### Extract
Ali and Hussain seemed to have escaped justice, having fled to their homeland in northern Iraq, a country with a ban on extraditing its citizens. But a police team led by Detective Chief Inspector Caroline Goode was determined to bring them to account and Ali, 30, and Hussain, 32, have been convicted by a jury following a second Old Bailey trial. Ms Goode said the case was a warning to those who tried to escape justice: "We are not going to give up." She added: "The extradition is legal history."
Ali's whereabouts came to attention when he was arrested in Sulaimaniya after killing a 16-year-old boy in a hit-and-run motorcycle accident. Local women's groups were aware he was wanted in Britain and alerted Iraqi authorities. Police in London were informed in October 2007, via the FBI, that he was in custody. Legal advice given to the Metropolitan Police suggested the ban on extradition was not "insuperable" and in November the Crown Prosecution Service decided to ask for Ali to be brought back. He was eventually brought to Britain in June 2009.

### Dataset extract
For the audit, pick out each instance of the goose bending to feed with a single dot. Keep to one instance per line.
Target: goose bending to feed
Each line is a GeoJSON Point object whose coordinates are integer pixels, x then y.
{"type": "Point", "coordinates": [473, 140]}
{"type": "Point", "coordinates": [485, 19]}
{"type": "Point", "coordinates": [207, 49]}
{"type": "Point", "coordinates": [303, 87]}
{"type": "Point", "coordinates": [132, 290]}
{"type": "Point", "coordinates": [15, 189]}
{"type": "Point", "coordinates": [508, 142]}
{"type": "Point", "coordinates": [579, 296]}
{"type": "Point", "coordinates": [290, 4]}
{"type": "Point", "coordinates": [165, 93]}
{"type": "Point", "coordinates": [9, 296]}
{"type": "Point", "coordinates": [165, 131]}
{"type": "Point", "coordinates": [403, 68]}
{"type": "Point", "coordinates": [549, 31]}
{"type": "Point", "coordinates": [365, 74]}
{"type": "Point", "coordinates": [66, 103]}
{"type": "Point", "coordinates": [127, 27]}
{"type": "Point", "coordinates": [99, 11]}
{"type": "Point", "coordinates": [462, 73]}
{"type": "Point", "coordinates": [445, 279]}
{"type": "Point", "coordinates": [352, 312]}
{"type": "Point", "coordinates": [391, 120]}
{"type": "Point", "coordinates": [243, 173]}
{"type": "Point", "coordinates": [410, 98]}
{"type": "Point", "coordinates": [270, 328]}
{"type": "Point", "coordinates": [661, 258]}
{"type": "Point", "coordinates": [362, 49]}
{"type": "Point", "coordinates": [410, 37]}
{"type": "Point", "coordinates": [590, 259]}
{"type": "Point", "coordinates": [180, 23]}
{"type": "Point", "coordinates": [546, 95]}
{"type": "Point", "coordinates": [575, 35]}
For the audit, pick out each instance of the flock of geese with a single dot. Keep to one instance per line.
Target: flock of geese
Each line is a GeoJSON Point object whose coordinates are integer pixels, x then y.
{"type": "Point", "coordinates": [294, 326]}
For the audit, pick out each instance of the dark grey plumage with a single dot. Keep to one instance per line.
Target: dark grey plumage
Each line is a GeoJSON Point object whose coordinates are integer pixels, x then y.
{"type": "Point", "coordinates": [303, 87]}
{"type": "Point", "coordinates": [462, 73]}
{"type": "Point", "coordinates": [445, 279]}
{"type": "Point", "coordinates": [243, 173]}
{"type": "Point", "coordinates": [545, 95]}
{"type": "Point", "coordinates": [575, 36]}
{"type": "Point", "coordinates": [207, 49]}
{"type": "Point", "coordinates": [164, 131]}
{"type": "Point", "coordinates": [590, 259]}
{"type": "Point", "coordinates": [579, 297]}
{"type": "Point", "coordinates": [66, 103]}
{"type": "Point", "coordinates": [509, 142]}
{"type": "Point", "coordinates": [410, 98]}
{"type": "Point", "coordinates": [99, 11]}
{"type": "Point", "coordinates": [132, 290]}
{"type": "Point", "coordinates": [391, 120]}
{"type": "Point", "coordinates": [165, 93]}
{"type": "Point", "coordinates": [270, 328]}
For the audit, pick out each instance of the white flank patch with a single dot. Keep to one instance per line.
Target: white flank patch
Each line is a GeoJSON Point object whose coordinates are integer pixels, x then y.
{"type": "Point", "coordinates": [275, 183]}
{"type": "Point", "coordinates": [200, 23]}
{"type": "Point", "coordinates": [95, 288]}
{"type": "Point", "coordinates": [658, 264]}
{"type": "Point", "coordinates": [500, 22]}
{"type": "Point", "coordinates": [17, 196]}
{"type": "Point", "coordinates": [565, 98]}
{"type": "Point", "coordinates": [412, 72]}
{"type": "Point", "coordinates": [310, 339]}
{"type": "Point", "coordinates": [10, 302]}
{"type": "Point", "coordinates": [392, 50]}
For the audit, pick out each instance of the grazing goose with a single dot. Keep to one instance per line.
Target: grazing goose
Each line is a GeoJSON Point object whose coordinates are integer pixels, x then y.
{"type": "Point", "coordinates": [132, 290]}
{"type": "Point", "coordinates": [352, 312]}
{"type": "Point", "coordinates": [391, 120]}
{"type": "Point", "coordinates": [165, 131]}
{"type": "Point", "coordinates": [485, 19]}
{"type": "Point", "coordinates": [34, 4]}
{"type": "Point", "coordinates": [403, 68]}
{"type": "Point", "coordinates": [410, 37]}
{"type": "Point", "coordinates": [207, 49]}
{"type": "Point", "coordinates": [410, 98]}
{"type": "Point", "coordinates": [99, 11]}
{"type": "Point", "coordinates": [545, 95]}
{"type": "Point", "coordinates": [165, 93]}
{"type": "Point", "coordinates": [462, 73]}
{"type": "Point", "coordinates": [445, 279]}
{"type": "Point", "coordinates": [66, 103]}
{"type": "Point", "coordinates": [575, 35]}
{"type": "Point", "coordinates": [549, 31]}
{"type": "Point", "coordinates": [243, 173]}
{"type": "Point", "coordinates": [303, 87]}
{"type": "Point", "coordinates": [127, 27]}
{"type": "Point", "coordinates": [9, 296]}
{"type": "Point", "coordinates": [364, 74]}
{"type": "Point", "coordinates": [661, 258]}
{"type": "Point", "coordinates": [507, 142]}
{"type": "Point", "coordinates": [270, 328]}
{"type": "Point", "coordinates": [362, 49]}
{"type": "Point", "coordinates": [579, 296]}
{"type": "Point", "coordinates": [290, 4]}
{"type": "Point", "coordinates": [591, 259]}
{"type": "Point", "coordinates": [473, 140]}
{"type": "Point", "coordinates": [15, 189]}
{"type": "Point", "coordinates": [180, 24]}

### Task list
A - Write out the extradition account word for word, starting at "Ali's whereabouts came" and ending at "in June 2009.".
B - Extend the extradition account with several sentences that follow on from its final line.

### Answers to each task
A -
Ali's whereabouts came to attention when he was arrested in Sulaimaniya after killing a 16-year-old boy in a hit-and-run motorcycle accident. Local women's groups were aware he was wanted in Britain and alerted Iraqi authorities. Police in London were informed in October 2007, via the FBI, that he was in custody. Legal advice given to the Metropolitan Police suggested the ban on extradition was not "insuperable" and in November the Crown Prosecution Service decided to ask for Ali to be brought back. He was eventually brought to Britain in June 2009.

B -
Hussain, a notorious smuggler believed to be responsible for a number of murders in his home country and described by police as an "absolute menace", was holed up in a remote and lawless area. He was being sheltered by his two brothers but turned up in hospital in December 2009 after being shot in the leg with an AK-47 by one of them. He was extradited to Britain in March 2010, where he complained about the NHS treatment for his wounded leg and tried to jump the queue for an operation.
Ari and Mahmod Mahmod were jailed for life in July 2007, with minimum terms of 23 and 20 years, for arranging the killing. Mohammad Hama was also given a life sentence, with a minimum 17-year tariff. Ali and Hussain were also found guilty of conspiracy to kidnap and making threats to kill the victim's boyfriend Rahmat Sulemani and perverting justice by burying her body. Sardar Mahmood, 27, of Messenger Road, Smethwick, Birmingham, was found not guilty of the kidnap, threats and perverting justice charges and was discharged.